→ DIRECTION: Pick out every line of the records that contains the string "walkway", matching case exactly, and copy each one.

→ RECORD EXCERPTS:
# # # # # # #

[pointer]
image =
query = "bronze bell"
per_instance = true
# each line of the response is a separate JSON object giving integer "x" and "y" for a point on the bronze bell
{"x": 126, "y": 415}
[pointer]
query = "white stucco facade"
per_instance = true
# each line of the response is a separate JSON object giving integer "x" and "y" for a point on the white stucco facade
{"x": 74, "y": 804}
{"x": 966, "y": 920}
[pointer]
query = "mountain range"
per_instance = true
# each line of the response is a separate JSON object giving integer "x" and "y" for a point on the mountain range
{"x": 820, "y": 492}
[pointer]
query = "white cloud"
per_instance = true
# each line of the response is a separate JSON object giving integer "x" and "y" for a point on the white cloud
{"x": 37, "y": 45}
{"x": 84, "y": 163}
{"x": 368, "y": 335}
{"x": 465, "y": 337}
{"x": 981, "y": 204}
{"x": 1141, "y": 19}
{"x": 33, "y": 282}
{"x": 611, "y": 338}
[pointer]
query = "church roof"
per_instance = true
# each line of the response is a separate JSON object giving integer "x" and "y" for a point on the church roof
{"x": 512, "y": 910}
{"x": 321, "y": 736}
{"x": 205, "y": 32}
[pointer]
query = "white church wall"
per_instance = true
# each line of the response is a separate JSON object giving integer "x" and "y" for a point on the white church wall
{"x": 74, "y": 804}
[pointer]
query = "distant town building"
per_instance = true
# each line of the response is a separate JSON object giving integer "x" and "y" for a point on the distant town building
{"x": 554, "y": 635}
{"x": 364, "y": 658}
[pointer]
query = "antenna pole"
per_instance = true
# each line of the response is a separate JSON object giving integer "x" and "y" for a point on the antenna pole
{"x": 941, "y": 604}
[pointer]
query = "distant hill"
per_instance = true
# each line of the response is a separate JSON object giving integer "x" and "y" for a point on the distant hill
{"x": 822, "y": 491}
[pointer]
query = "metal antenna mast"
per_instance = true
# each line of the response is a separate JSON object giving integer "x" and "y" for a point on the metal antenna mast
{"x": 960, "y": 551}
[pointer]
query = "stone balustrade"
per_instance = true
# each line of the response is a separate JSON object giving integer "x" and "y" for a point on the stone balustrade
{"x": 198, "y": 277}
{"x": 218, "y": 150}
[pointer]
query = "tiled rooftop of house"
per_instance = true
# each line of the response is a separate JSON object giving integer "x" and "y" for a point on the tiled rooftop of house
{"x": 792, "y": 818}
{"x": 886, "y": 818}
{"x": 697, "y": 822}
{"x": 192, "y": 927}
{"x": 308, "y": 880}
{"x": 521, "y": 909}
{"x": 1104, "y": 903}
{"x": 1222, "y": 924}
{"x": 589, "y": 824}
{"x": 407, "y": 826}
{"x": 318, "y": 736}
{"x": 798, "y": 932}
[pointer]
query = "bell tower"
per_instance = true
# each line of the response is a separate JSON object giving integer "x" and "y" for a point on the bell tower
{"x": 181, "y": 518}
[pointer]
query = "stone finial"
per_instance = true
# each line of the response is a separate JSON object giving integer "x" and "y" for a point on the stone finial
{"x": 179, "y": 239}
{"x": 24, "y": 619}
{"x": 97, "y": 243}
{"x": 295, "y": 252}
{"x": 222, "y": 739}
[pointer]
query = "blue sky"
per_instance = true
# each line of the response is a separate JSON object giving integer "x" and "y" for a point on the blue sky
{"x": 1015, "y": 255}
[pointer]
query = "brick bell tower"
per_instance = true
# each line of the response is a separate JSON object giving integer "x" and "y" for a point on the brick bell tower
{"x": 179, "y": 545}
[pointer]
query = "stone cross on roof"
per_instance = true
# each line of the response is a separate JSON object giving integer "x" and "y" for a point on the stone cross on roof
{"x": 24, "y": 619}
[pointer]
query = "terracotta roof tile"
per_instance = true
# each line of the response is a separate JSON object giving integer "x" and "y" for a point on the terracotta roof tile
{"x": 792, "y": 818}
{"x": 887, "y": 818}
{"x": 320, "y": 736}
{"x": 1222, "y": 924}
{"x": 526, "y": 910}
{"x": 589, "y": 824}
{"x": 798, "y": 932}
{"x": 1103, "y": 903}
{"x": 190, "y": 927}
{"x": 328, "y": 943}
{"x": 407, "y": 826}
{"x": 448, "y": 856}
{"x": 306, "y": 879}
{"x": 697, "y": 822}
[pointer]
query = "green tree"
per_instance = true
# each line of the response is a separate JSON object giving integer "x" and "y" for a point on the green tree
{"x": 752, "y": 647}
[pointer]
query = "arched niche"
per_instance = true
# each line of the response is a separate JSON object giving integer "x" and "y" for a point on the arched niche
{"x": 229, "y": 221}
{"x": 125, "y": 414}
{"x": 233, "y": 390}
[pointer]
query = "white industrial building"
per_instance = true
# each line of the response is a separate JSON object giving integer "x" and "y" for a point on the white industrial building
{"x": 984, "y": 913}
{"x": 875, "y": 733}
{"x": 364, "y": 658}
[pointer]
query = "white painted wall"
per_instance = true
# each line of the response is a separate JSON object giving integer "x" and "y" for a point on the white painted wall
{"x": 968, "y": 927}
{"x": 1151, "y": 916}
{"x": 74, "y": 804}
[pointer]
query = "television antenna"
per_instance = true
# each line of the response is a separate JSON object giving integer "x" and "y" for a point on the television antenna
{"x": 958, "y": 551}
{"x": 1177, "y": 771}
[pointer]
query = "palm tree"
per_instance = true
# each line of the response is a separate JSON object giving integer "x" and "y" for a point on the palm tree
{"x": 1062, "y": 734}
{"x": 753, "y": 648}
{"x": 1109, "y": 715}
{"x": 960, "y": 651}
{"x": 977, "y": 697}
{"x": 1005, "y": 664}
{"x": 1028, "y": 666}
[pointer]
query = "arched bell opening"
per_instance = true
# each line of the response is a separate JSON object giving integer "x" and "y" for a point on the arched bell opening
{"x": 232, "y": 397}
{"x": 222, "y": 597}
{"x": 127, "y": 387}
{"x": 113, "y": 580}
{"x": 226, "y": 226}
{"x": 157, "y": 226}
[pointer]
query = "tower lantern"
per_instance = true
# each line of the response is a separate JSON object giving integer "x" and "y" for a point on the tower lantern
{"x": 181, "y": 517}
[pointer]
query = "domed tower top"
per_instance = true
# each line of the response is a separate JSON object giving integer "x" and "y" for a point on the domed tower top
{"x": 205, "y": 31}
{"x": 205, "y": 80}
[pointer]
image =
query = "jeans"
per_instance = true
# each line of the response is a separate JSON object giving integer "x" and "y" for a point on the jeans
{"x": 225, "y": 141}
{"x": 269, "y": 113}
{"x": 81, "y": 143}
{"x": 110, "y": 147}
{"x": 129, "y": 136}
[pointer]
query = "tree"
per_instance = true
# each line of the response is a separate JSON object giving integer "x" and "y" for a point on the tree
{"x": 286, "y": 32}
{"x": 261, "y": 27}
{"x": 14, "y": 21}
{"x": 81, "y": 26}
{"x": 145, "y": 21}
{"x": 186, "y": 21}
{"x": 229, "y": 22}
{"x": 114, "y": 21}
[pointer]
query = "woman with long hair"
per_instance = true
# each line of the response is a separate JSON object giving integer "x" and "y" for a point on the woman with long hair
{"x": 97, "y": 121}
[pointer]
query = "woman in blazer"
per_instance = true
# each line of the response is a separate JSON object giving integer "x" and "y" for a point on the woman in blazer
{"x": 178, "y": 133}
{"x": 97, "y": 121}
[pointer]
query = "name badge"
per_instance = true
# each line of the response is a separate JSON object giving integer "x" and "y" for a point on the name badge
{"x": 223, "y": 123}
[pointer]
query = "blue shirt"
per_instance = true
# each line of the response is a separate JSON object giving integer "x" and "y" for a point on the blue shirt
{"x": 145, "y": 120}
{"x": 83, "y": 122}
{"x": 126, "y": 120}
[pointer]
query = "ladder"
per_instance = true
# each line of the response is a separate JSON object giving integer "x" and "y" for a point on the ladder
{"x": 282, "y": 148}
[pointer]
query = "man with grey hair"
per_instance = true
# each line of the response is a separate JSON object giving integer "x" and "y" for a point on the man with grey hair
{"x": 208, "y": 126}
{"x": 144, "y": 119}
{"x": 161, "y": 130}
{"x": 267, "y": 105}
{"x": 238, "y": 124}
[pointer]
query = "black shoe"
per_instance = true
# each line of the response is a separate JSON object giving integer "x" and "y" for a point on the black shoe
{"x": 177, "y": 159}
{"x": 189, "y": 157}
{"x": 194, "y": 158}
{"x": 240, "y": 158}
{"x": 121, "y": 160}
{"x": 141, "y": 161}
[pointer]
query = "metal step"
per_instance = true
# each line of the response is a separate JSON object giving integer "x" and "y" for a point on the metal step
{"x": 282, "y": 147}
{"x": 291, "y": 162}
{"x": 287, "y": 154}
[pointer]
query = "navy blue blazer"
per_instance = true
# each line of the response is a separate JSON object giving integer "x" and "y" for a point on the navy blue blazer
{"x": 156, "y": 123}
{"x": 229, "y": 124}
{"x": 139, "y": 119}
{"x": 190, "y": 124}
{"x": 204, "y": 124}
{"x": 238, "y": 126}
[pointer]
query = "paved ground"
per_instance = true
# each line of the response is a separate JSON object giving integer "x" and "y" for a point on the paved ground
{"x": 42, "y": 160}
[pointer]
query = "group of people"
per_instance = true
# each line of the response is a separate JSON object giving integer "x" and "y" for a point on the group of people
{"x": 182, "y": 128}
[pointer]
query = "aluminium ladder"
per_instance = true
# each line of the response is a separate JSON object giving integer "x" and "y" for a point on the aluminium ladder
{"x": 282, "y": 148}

# # # # # # #

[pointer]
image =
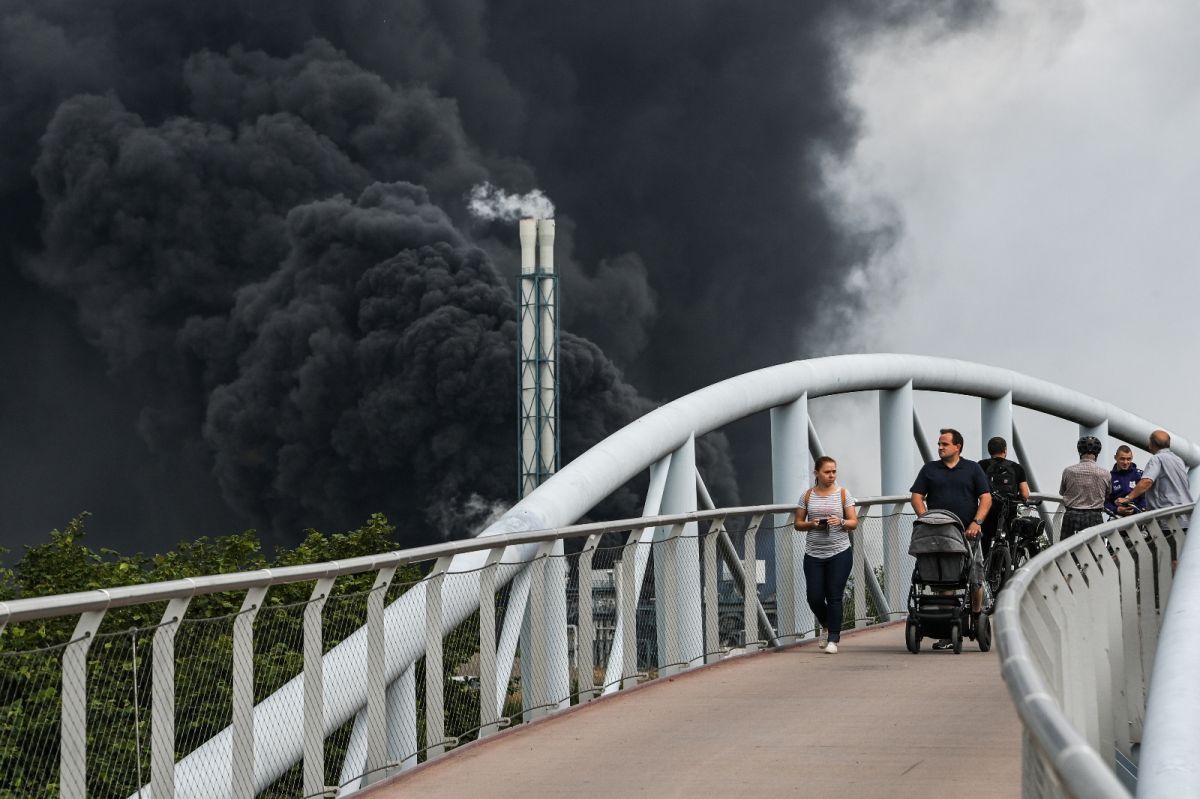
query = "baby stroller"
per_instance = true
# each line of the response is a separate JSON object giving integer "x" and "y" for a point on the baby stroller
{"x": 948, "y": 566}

# # # # # # #

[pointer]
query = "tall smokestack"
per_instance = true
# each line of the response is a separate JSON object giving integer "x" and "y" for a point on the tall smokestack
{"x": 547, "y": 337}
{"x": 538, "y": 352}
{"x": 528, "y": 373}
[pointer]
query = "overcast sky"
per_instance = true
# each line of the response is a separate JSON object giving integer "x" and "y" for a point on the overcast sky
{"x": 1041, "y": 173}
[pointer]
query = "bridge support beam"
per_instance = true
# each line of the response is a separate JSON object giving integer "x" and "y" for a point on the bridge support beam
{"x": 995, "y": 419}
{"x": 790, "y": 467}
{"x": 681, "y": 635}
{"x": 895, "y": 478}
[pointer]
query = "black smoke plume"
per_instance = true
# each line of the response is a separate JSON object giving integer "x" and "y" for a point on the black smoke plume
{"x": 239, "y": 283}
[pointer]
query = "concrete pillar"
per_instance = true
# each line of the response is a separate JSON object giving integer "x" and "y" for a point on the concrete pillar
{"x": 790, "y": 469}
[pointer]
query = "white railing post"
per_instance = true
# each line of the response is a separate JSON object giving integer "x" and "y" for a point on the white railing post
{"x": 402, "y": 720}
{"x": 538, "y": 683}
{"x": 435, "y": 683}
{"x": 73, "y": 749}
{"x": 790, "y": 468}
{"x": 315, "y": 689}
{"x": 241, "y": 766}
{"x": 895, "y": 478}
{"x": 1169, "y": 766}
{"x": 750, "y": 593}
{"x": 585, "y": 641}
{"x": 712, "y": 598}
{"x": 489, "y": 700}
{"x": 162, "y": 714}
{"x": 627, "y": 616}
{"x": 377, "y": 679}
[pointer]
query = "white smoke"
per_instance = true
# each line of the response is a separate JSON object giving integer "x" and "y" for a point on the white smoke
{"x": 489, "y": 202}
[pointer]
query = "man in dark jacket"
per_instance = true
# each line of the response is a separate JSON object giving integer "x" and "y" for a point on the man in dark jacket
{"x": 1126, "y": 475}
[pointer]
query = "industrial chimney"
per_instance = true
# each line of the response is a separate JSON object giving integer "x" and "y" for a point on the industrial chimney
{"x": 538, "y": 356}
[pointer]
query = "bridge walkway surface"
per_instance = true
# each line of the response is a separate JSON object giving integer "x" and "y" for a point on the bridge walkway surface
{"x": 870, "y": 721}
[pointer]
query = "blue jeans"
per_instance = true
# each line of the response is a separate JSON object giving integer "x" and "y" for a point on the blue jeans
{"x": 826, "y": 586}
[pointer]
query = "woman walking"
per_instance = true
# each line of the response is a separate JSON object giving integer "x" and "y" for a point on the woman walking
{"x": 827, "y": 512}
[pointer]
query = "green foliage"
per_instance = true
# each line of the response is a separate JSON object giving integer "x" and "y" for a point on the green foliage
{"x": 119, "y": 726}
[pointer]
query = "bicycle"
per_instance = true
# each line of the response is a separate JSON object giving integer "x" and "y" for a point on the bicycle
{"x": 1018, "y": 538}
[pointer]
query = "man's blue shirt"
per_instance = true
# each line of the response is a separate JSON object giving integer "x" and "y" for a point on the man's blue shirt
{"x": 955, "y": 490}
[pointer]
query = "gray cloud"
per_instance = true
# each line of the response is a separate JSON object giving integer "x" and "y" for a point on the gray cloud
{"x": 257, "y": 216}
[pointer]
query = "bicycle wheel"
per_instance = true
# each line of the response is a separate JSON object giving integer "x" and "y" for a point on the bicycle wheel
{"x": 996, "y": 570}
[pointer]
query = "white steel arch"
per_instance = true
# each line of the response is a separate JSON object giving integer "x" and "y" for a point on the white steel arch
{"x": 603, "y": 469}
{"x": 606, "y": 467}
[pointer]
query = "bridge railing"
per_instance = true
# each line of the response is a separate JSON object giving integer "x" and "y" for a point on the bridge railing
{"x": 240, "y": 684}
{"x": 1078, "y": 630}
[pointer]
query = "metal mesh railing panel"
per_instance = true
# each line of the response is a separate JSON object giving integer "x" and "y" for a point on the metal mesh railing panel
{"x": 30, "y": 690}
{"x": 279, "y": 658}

# # # # # # #

→ OUTPUT BELOW:
query = "bridge walkway surface"
# each line of the response is a separate JSON object giving integer "x" and "y" for a point on the bridge walkway surface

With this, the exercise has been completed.